TEXT PASSAGE >>

□ □ □ □ □ □ □

One may take this as a simplistic account of what philosophers (or moral  
philosophers even -- but as Grice say, "Philosophy, like virtue, is entire") 
are  up to. Any naturalistic framework (vide G. E. Moore on the naturalistic 
fallacy  may be reinterpreted 'evolutionarily', if that's the right adverb.
 
For one, Grice is thus described as 'evolutionary' in that his ethical  
views fit the 'Ideal Observer' framework (cfr. Intelligent Design). And for 
that  matter, it all seems to have started way before Darwin's Descent or 
Origin, and  with Empedocles. From Wikipedia:
 
Empedocles attempted to explain the separation of elements, the formation  
of earth and sea, of Sun and Moon, of atmosphere.
 
Empedocles also deals with the first origin of plants and animals, and  
with the physiology of humans. 
 
As the elements entered into combinations, there appeared strange results – 
 heads without necks, arms without shoulders.

□ □ □ □ □ □ □

DATASET >>
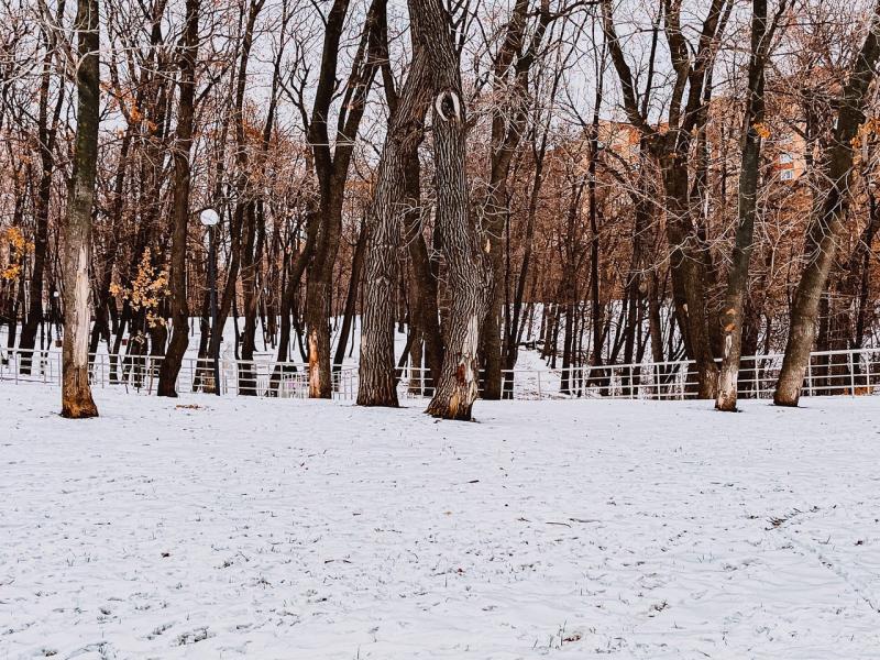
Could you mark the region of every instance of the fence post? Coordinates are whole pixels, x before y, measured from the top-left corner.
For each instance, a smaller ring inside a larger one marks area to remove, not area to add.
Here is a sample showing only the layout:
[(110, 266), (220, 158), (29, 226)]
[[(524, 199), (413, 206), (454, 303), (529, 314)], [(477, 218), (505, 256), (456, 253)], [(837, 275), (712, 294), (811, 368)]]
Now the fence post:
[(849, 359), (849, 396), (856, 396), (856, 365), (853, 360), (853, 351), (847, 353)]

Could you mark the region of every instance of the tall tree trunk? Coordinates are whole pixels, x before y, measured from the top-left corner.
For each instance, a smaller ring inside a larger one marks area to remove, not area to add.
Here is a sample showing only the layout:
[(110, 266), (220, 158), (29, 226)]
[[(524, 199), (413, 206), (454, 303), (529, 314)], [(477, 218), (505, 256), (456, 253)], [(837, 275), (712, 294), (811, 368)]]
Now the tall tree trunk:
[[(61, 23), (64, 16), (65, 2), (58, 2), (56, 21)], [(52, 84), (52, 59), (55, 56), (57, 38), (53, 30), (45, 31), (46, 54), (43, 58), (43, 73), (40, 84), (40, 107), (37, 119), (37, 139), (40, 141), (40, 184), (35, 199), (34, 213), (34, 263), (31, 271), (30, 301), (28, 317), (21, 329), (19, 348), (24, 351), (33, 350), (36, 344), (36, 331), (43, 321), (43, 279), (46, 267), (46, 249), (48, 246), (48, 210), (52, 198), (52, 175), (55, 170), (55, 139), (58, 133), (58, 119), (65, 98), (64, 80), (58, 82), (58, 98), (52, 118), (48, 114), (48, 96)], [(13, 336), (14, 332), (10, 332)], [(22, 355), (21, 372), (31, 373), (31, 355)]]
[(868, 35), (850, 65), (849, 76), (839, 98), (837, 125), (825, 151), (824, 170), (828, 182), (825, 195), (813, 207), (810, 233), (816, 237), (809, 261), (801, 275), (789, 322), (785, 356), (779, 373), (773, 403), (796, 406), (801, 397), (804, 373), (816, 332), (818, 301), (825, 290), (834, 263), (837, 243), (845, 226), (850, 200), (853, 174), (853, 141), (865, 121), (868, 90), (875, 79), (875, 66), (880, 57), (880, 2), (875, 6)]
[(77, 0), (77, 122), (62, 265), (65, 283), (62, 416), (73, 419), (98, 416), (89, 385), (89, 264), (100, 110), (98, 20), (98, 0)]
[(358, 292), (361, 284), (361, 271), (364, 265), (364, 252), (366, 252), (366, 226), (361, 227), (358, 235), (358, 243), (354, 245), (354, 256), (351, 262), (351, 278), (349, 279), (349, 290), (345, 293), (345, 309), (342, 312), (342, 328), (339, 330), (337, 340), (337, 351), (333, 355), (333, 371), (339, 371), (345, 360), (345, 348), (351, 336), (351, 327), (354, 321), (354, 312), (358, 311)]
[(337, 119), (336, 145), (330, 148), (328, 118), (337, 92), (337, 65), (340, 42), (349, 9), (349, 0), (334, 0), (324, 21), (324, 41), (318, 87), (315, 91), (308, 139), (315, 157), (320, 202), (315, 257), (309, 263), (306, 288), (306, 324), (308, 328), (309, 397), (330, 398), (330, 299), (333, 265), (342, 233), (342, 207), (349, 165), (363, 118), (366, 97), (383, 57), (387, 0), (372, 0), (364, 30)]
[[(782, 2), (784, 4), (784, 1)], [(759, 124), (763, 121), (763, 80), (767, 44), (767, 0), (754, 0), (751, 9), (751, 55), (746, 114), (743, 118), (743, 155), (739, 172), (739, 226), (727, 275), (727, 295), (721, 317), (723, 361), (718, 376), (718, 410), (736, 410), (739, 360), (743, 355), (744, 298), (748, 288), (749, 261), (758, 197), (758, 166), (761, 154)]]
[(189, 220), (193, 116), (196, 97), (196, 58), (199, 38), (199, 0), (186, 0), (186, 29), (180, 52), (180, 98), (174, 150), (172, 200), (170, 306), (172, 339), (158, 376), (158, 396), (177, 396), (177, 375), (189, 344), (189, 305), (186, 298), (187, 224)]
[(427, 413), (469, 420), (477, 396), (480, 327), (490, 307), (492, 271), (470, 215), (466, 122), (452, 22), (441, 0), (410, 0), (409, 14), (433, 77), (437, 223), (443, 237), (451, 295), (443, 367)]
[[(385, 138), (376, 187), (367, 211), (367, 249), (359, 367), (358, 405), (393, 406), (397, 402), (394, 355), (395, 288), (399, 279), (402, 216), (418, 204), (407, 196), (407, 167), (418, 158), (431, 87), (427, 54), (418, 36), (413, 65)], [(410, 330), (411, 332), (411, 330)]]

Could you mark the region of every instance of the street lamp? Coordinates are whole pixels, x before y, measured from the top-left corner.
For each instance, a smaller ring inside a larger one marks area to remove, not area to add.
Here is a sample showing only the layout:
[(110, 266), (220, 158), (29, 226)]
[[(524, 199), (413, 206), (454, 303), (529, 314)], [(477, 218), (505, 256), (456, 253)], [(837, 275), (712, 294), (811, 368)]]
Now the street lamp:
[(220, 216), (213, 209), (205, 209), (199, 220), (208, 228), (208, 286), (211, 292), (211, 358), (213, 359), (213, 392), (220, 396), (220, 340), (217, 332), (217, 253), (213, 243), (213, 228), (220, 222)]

□ □ □ □ □ □ □

EXERCISE GOAL >> Rewrite the passage on Grice and evolutionary ethics from "One may take" up to and including "the right adverb.", replacing "simplistic" with "rough". The listing has no connection to the passage on Grice and evolutionary ethics.

CORRECT RESULT >>
One may take this as a rough account of what philosophers (or moral  
philosophers even -- but as Grice say, "Philosophy, like virtue, is entire") 
are  up to. Any naturalistic framework (vide G. E. Moore on the naturalistic 
fallacy  may be reinterpreted 'evolutionarily', if that's the right adverb.